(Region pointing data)
****
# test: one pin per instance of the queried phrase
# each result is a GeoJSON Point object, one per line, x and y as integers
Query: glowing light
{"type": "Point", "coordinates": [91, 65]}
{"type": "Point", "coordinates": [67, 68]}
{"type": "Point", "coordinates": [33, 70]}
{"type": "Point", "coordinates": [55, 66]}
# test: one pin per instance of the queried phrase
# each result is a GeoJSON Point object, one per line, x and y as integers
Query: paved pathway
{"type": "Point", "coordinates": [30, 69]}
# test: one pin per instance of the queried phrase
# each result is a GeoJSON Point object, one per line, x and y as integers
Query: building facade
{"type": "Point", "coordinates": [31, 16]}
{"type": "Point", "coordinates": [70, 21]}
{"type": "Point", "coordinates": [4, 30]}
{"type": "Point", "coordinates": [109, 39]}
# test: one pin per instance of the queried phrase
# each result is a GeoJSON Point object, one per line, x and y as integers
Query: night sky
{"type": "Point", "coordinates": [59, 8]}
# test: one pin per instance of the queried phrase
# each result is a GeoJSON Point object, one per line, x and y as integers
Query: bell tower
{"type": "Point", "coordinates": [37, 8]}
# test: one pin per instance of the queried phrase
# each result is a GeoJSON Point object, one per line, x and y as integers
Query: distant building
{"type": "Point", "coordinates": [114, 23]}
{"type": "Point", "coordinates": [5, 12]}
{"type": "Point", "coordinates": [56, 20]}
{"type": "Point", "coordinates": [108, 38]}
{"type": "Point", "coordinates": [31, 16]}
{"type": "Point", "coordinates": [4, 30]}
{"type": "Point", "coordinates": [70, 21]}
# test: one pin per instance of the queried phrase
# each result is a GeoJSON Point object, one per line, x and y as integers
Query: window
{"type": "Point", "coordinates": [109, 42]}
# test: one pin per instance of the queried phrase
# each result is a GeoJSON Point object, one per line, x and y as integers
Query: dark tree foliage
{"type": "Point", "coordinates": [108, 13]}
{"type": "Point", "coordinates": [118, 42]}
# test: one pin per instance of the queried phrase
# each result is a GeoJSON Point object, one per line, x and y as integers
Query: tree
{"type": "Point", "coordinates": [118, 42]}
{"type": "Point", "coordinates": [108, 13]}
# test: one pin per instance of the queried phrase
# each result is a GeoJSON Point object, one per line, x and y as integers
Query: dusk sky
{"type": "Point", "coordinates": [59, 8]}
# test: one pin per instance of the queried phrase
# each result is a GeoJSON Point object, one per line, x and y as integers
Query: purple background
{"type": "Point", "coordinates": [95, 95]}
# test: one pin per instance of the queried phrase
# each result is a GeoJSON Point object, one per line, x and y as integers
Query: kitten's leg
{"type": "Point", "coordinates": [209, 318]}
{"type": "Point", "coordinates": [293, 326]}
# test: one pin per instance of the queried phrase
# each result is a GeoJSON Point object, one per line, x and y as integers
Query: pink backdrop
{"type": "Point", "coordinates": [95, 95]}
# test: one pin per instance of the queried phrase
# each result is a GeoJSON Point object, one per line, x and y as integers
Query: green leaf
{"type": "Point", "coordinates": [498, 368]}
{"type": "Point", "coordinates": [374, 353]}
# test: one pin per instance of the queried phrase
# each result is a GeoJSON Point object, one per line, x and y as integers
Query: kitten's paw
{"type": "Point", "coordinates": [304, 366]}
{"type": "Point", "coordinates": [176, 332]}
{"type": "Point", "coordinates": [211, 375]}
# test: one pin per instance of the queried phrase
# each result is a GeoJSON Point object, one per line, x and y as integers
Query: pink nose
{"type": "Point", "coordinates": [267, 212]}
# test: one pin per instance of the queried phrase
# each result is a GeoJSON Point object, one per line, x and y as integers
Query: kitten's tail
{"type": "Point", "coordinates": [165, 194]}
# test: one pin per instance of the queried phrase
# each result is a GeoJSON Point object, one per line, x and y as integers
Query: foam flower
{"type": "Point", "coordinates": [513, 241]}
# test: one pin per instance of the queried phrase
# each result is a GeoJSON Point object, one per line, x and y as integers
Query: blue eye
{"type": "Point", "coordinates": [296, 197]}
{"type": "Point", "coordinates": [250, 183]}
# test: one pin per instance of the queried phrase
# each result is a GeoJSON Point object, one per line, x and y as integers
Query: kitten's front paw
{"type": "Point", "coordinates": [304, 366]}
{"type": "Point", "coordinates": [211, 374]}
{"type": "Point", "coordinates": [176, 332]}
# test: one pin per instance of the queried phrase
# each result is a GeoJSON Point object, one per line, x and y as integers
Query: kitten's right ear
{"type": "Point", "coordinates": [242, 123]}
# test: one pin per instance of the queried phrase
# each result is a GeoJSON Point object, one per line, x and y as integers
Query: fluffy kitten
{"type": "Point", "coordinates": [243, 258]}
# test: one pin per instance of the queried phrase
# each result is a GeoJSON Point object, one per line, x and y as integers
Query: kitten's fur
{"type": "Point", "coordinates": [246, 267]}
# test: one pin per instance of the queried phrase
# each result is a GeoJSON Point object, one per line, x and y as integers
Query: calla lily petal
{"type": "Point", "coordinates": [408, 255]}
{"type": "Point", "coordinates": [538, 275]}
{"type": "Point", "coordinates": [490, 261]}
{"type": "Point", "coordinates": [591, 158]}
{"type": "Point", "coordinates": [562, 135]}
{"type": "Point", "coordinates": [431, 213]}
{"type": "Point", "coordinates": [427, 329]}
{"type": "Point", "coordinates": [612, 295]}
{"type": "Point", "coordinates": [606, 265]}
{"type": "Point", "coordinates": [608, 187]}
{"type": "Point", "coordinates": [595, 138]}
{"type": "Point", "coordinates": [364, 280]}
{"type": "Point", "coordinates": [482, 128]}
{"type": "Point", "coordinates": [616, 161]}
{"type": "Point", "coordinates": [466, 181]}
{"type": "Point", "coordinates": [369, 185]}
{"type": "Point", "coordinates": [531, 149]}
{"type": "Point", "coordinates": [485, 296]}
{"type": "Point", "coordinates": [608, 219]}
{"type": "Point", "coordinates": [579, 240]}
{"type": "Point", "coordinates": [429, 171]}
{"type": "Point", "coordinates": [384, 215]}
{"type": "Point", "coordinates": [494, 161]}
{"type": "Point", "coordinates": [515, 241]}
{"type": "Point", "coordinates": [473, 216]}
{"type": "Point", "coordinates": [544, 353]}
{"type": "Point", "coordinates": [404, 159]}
****
Retype the data exactly as it reads.

ANSWER SPACE:
# test: one pin per instance of the queried phrase
# each result is a GeoJSON Point object, one per line, x and y as integers
Query: glowing light
{"type": "Point", "coordinates": [91, 65]}
{"type": "Point", "coordinates": [67, 68]}
{"type": "Point", "coordinates": [33, 70]}
{"type": "Point", "coordinates": [55, 66]}
# test: one pin per instance of the queried phrase
# each result is a GeoJSON Point object, one per line, x and y as integers
Query: paved pathway
{"type": "Point", "coordinates": [30, 69]}
# test: one pin per instance of the queried phrase
# each result is a GeoJSON Point object, one per line, x and y as integers
Query: building facade
{"type": "Point", "coordinates": [31, 16]}
{"type": "Point", "coordinates": [70, 21]}
{"type": "Point", "coordinates": [4, 30]}
{"type": "Point", "coordinates": [109, 39]}
# test: one pin per instance of the queried phrase
# each result is a GeoJSON Point object, one per line, x and y as integers
Query: night sky
{"type": "Point", "coordinates": [59, 8]}
# test: one pin per instance of the queried phrase
# each result is a GeoJSON Point object, one per line, x and y as integers
Query: bell tower
{"type": "Point", "coordinates": [37, 8]}
# test: one pin per instance of the queried phrase
# each result is a GeoJSON Point object, one per line, x and y as integers
Query: distant building
{"type": "Point", "coordinates": [114, 23]}
{"type": "Point", "coordinates": [5, 12]}
{"type": "Point", "coordinates": [56, 20]}
{"type": "Point", "coordinates": [108, 38]}
{"type": "Point", "coordinates": [31, 16]}
{"type": "Point", "coordinates": [4, 30]}
{"type": "Point", "coordinates": [70, 21]}
# test: one pin per instance of the queried phrase
# each result is a GeoJSON Point object, one per line, x and y as integers
Query: window
{"type": "Point", "coordinates": [109, 42]}
# test: one pin per instance of the queried phrase
# each result is a GeoJSON Point object, one per line, x and y as integers
Query: dark tree foliage
{"type": "Point", "coordinates": [108, 13]}
{"type": "Point", "coordinates": [118, 42]}
# test: one pin per instance of the queried phrase
# each result is a GeoJSON Point object, one per line, x and y as integers
Query: tree
{"type": "Point", "coordinates": [118, 42]}
{"type": "Point", "coordinates": [108, 13]}
# test: one pin per instance of the queried phrase
# each result is a GeoJSON Point object, one per line, x and y as integers
Query: dusk sky
{"type": "Point", "coordinates": [59, 8]}
# test: one pin per instance of the queried phrase
# each result is a GeoJSON Point object, one per line, x and y as integers
Query: purple background
{"type": "Point", "coordinates": [95, 95]}
# test: one pin per instance of the queried phrase
# each result is a GeoJSON Point object, one per line, x and y as integers
Query: kitten's leg
{"type": "Point", "coordinates": [209, 318]}
{"type": "Point", "coordinates": [293, 326]}
# test: one pin per instance of the queried phrase
# each result is a GeoJSON Point object, one per line, x and y as integers
Query: pink backdrop
{"type": "Point", "coordinates": [95, 95]}
# test: one pin per instance of the queried phrase
# each result is a GeoJSON Point object, one per line, x and y as integers
Query: green leaf
{"type": "Point", "coordinates": [498, 368]}
{"type": "Point", "coordinates": [374, 353]}
# test: one pin per instance of the queried phrase
# each result is a GeoJSON Point object, one per line, x and y as integers
Query: kitten's paw
{"type": "Point", "coordinates": [304, 366]}
{"type": "Point", "coordinates": [176, 332]}
{"type": "Point", "coordinates": [211, 375]}
# test: one pin per instance of the queried phrase
# each result is a GeoJSON Point object, one per line, x and y as integers
Query: pink nose
{"type": "Point", "coordinates": [267, 212]}
# test: one pin per instance of the queried phrase
# each result is a GeoJSON Point object, one per line, x and y as integers
Query: kitten's tail
{"type": "Point", "coordinates": [165, 194]}
# test: one pin per instance of the queried phrase
# each result is a GeoJSON Point object, one per line, x and y as integers
Query: foam flower
{"type": "Point", "coordinates": [513, 241]}
# test: one pin per instance of the queried phrase
# each result is a GeoJSON Point object, one per line, x and y as integers
Query: blue eye
{"type": "Point", "coordinates": [296, 197]}
{"type": "Point", "coordinates": [250, 183]}
# test: one pin per instance of the queried phrase
# each result is a GeoJSON Point object, one per line, x and y as integers
Query: kitten's front paw
{"type": "Point", "coordinates": [304, 366]}
{"type": "Point", "coordinates": [211, 374]}
{"type": "Point", "coordinates": [176, 332]}
# test: one pin per instance of the queried phrase
# each result is a GeoJSON Point object, one per line, x and y as integers
Query: kitten's right ear
{"type": "Point", "coordinates": [242, 123]}
# test: one pin per instance of the queried phrase
# each result is a GeoJSON Point object, one per line, x and y as integers
Query: fluffy kitten
{"type": "Point", "coordinates": [243, 258]}
# test: one pin per instance of the queried phrase
# each result is a GeoJSON Point object, one per line, x and y as integers
Query: kitten's fur
{"type": "Point", "coordinates": [246, 267]}
# test: one pin per instance of the queried phrase
# each result is a GeoJSON Point object, one per line, x and y as integers
Query: calla lily petal
{"type": "Point", "coordinates": [408, 255]}
{"type": "Point", "coordinates": [538, 275]}
{"type": "Point", "coordinates": [490, 261]}
{"type": "Point", "coordinates": [591, 158]}
{"type": "Point", "coordinates": [562, 135]}
{"type": "Point", "coordinates": [431, 213]}
{"type": "Point", "coordinates": [427, 329]}
{"type": "Point", "coordinates": [612, 295]}
{"type": "Point", "coordinates": [606, 265]}
{"type": "Point", "coordinates": [608, 187]}
{"type": "Point", "coordinates": [595, 138]}
{"type": "Point", "coordinates": [364, 280]}
{"type": "Point", "coordinates": [482, 128]}
{"type": "Point", "coordinates": [616, 161]}
{"type": "Point", "coordinates": [466, 181]}
{"type": "Point", "coordinates": [369, 185]}
{"type": "Point", "coordinates": [531, 149]}
{"type": "Point", "coordinates": [485, 296]}
{"type": "Point", "coordinates": [608, 219]}
{"type": "Point", "coordinates": [579, 240]}
{"type": "Point", "coordinates": [429, 171]}
{"type": "Point", "coordinates": [384, 215]}
{"type": "Point", "coordinates": [494, 161]}
{"type": "Point", "coordinates": [515, 241]}
{"type": "Point", "coordinates": [473, 216]}
{"type": "Point", "coordinates": [544, 353]}
{"type": "Point", "coordinates": [404, 159]}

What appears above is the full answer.